§ **WORK TO DO**: What do the lines say from the one containing "the man's eye." to the end of the records? Restate them word for word, and only those.

[Extracted data entries]
* * * * * * * * *

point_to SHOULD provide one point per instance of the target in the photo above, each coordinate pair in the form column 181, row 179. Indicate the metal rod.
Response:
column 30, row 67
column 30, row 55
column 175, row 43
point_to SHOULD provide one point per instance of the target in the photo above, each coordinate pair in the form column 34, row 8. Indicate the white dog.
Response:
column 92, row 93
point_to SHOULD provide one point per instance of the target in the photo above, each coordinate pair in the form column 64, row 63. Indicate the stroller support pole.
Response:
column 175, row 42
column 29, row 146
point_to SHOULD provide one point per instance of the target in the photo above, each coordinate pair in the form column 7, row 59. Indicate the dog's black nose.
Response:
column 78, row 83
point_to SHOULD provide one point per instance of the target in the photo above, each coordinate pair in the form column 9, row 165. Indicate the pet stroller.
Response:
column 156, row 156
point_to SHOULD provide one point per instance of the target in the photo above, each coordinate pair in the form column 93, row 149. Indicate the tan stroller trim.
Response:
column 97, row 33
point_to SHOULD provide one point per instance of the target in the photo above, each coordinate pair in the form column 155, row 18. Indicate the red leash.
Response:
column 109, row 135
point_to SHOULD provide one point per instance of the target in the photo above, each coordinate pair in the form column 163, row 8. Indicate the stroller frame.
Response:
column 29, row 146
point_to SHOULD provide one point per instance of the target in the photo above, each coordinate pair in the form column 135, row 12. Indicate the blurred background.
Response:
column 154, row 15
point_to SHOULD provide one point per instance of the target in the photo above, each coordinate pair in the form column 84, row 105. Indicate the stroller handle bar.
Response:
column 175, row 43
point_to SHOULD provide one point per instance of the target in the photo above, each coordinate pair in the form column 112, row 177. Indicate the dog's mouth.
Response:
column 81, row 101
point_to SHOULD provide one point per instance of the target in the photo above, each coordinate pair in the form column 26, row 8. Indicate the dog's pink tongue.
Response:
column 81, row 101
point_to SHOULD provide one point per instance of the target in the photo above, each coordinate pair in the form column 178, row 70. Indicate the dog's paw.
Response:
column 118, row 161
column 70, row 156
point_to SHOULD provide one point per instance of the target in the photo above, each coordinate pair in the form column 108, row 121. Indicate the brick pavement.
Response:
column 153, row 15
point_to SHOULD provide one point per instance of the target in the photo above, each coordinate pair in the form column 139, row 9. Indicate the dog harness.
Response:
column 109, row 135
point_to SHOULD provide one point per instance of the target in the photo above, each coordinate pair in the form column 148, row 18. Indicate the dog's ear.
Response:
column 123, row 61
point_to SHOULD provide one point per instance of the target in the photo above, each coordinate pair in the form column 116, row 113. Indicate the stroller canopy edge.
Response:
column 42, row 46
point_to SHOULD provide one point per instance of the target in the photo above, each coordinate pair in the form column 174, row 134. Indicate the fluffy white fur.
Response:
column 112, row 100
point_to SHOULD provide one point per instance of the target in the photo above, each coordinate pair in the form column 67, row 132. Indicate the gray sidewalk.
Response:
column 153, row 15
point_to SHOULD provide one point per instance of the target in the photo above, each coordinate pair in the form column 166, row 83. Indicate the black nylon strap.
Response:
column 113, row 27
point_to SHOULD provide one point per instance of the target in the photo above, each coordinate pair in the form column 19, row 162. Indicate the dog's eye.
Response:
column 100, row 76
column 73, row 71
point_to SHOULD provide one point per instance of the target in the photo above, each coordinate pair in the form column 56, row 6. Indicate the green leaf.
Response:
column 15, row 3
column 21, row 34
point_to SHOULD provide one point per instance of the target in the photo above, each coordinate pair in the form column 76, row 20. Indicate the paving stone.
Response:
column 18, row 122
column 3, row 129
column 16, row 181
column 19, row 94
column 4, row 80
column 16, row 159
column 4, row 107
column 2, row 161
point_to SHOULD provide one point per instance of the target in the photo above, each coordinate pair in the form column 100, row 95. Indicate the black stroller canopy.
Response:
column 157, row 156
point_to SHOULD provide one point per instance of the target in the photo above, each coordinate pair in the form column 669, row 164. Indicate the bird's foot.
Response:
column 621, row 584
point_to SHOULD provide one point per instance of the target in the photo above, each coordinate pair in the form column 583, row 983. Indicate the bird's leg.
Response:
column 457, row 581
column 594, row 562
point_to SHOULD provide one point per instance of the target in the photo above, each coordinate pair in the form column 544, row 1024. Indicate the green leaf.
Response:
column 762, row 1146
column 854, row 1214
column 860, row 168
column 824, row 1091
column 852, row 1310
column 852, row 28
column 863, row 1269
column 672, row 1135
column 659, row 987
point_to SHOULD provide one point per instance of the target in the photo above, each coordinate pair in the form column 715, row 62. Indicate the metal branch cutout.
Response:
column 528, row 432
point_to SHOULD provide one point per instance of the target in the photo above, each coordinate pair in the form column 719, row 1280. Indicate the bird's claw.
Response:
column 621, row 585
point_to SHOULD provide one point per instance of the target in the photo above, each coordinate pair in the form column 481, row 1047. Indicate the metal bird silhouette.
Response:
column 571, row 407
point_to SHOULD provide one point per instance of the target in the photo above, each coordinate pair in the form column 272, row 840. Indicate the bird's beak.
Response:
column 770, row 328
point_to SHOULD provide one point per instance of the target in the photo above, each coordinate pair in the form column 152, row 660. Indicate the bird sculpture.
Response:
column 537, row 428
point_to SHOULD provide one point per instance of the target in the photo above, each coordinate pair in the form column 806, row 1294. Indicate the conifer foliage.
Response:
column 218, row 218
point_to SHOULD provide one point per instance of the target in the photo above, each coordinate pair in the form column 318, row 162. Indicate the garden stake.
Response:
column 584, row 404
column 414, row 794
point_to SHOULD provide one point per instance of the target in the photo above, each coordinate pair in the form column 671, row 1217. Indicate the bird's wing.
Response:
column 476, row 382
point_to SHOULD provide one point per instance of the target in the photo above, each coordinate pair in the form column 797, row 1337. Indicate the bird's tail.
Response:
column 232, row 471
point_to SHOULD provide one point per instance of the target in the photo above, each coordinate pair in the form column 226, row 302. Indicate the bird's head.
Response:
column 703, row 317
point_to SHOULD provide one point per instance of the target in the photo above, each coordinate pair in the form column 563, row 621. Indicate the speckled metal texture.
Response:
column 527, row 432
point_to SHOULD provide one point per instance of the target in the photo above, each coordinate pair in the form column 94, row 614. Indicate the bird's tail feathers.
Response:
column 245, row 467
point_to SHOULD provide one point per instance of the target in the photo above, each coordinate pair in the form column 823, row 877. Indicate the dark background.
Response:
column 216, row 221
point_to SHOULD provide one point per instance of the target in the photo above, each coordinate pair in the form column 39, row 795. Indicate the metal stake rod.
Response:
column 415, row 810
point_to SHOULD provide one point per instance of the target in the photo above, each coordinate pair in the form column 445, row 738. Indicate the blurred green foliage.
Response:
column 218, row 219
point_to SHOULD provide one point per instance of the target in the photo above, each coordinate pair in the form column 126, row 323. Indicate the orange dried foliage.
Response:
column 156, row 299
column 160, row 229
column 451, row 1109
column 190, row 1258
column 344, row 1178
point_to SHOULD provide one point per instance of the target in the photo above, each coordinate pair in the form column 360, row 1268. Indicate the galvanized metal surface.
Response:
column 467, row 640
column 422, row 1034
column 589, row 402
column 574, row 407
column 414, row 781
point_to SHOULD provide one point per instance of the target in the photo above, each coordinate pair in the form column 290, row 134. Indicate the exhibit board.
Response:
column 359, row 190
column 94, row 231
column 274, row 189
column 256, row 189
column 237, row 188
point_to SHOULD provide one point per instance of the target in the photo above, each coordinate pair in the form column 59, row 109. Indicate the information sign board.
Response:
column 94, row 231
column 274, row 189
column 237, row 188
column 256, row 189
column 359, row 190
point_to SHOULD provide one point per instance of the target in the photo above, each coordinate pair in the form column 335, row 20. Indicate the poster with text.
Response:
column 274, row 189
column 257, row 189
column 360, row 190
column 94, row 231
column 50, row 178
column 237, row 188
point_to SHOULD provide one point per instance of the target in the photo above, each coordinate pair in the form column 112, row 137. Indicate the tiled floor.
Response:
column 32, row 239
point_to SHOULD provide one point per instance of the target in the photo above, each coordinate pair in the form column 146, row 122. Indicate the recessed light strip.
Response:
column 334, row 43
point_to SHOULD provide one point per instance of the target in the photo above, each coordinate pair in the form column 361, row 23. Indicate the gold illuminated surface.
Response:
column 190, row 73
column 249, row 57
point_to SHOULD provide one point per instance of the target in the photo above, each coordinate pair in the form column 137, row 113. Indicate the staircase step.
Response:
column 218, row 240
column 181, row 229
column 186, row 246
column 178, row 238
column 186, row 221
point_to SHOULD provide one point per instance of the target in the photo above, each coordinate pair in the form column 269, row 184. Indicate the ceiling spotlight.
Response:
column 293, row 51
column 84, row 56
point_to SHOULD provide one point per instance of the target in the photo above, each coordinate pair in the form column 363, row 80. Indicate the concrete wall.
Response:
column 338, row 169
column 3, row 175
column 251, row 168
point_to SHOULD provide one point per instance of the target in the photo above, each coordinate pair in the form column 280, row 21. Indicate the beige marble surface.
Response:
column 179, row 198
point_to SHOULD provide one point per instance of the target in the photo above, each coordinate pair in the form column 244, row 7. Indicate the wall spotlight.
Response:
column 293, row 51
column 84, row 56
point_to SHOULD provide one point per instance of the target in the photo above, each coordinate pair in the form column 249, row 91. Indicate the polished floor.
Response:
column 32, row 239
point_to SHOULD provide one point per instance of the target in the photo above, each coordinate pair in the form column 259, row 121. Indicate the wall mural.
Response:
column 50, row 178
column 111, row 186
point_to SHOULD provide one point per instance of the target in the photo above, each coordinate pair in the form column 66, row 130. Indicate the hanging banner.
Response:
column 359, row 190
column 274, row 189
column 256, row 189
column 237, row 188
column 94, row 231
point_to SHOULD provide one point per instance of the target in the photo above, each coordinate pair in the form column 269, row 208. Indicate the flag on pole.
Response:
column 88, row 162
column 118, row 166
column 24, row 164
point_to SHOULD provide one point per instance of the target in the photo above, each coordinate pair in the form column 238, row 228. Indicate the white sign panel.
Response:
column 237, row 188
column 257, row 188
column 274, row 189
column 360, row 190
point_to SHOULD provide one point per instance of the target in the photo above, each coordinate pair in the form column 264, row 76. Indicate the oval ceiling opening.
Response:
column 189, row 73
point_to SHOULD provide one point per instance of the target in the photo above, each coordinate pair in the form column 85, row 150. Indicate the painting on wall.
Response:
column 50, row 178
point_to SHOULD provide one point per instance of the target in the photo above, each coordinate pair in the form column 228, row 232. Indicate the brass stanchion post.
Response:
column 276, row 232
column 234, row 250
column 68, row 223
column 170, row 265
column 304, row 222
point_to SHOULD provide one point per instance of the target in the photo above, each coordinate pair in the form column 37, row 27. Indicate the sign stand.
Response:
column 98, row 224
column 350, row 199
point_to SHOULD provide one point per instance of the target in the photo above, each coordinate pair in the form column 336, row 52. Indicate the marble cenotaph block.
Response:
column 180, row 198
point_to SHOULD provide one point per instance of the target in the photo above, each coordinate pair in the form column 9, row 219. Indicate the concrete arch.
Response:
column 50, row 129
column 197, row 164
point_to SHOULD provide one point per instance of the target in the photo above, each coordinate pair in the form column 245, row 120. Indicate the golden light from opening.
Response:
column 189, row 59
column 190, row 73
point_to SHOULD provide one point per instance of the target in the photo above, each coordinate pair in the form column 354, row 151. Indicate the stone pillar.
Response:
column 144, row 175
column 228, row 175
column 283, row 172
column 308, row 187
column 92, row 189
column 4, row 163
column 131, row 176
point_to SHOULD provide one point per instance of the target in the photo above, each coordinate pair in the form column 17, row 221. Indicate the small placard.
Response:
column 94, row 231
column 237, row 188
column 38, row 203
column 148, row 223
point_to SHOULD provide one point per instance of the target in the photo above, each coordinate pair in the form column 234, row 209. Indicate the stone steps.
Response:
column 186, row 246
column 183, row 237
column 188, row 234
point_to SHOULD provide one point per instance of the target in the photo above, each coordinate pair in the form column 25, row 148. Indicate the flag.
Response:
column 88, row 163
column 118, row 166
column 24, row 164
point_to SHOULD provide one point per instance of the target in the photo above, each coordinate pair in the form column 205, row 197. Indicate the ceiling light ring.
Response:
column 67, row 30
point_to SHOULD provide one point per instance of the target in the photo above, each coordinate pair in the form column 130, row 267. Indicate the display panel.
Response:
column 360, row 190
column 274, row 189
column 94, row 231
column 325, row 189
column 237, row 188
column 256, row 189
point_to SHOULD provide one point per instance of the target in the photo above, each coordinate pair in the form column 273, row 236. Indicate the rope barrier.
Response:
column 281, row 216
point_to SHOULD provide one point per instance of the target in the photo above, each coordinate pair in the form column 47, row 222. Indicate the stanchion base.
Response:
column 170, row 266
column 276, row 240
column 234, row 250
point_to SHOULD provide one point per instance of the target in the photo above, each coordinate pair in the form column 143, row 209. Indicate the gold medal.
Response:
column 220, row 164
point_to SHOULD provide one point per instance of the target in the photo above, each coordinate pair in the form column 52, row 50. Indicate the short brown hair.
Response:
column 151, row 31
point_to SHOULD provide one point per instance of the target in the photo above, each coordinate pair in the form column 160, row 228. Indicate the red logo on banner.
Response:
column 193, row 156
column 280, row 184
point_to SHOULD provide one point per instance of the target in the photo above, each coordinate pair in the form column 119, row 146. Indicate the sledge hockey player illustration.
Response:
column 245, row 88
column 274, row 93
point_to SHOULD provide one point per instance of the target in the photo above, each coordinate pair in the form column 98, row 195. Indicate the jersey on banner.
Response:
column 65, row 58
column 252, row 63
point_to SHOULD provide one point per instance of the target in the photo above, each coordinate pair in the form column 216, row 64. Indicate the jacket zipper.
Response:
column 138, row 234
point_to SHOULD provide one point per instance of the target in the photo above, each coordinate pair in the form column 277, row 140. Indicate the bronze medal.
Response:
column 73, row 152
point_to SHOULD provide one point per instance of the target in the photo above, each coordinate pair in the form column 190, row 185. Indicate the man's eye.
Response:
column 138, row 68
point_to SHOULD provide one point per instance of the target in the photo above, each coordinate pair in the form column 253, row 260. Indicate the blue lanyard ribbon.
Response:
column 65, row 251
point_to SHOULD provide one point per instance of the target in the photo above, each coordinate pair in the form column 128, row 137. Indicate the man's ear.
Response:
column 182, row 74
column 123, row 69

* * * * * * * * *

§ **EXERCISE RESPONSE**:
point_to SHOULD provide one point per instance of the target in the photo above, each coordinate pair in the form column 190, row 185. Indicate the man's eye.
Response:
column 138, row 68
point_to SHOULD provide one point per instance of the target in the photo above, each coordinate pair in the form column 253, row 260. Indicate the blue lanyard ribbon.
Response:
column 65, row 251
point_to SHOULD provide one point per instance of the target in the photo above, each coordinate pair in the form column 128, row 137. Indicate the man's ear.
Response:
column 182, row 74
column 123, row 69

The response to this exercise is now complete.